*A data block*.
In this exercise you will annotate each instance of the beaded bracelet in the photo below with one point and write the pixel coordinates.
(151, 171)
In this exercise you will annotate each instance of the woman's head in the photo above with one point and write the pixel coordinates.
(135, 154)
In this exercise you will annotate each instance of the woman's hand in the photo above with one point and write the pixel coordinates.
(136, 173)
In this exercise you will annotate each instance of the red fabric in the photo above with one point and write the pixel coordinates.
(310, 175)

...

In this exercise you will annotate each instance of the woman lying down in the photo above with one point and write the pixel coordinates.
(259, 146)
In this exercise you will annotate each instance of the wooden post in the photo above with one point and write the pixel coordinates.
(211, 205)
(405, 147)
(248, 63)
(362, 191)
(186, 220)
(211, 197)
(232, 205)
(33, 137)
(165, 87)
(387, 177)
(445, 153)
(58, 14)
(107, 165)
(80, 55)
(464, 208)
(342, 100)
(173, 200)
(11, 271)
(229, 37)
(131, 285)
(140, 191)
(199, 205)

*Exercise directions*. Extract every line of the material above that contains the string "woman", treating uppercase and lowercase letters as distinct.

*Exercise response*.
In this exercise you will annotate each instance of the woman's head in the photo above with one point and write the pixel coordinates.
In this exercise you will annotate each instance of the woman's hand in the photo above with one point and write the pixel coordinates.
In this exercise you will annotate each instance of the woman lying down in the photo above with one point and write the pixel coordinates.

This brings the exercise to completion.